Collected data entries:
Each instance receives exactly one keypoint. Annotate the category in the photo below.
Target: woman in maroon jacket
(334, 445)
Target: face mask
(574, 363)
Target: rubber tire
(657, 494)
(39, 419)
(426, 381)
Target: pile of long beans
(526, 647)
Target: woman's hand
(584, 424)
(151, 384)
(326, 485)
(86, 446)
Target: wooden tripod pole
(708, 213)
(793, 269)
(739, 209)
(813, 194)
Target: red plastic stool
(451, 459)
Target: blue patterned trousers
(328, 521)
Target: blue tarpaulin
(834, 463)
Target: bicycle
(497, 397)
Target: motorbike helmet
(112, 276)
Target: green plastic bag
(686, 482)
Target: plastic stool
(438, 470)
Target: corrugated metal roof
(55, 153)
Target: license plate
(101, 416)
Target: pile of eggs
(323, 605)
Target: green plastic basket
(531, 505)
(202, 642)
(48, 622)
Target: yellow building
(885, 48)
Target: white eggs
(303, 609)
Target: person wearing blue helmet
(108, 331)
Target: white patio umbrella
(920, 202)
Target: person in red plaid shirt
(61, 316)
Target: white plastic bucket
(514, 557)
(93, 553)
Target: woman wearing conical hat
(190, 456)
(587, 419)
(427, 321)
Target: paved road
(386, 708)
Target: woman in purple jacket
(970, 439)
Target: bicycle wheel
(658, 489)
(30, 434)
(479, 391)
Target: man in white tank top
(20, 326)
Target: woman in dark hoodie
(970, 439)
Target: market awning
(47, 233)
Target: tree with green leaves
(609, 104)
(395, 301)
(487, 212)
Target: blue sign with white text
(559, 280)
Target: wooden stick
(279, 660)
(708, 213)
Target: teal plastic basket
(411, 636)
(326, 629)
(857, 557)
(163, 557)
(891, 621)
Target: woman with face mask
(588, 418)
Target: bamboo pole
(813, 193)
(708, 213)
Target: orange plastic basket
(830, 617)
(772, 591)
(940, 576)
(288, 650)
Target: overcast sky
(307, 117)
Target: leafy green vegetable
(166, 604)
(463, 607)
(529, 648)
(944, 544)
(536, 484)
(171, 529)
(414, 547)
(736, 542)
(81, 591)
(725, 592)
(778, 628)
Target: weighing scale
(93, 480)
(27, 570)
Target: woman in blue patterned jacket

§ **Exercise instructions**
Every line above has to be restated word for word.

§ **Exercise answer**
Each instance receives exactly one keypoint. Annotate the category in the photo below.
Target: woman in maroon jacket
(334, 445)
Target: face mask
(574, 363)
Target: rubber tire
(657, 494)
(39, 419)
(426, 381)
Target: pile of long beans
(526, 647)
Target: woman's hand
(584, 424)
(151, 384)
(326, 485)
(86, 446)
Target: wooden tripod pole
(708, 213)
(793, 269)
(739, 209)
(813, 194)
Target: red plastic stool
(451, 459)
Target: blue patterned trousers
(328, 521)
Target: blue tarpaulin
(834, 463)
Target: bicycle
(497, 397)
Target: motorbike helmet
(112, 276)
Target: green plastic bag
(686, 482)
Target: plastic stool
(438, 470)
Target: corrugated metal roof
(55, 153)
Target: license plate
(101, 416)
Target: pile of eggs
(323, 605)
Target: green plastic basket
(531, 505)
(202, 642)
(48, 622)
Target: yellow building
(885, 48)
Target: white eggs
(303, 609)
Target: person wearing blue helmet
(108, 331)
Target: white patio umbrella
(920, 202)
Target: person in red plaid shirt
(61, 316)
Target: white plastic bucket
(514, 557)
(93, 553)
Target: woman wearing conical hat
(190, 456)
(587, 419)
(427, 321)
Target: paved road
(386, 708)
Target: woman in purple jacket
(970, 439)
Target: bicycle wheel
(658, 489)
(30, 434)
(479, 391)
Target: man in white tank top
(20, 326)
Target: woman in dark hoodie
(970, 439)
Target: market awning
(47, 233)
Target: tree with green leaves
(609, 104)
(395, 301)
(487, 212)
Target: blue sign with white text
(559, 280)
Target: wooden stick
(279, 660)
(708, 213)
Target: teal plastic basket
(411, 636)
(326, 629)
(857, 557)
(163, 557)
(891, 621)
Target: woman with face mask
(588, 418)
Target: bamboo pole
(813, 193)
(708, 213)
Target: orange plastic basket
(830, 617)
(772, 591)
(940, 576)
(288, 650)
Target: overcast sky
(307, 117)
Target: leafy green vegetable
(166, 604)
(463, 607)
(529, 648)
(944, 544)
(536, 484)
(171, 529)
(414, 547)
(736, 542)
(81, 591)
(725, 592)
(778, 628)
Target: weighing scale
(93, 480)
(27, 570)
Target: woman in blue patterned jacket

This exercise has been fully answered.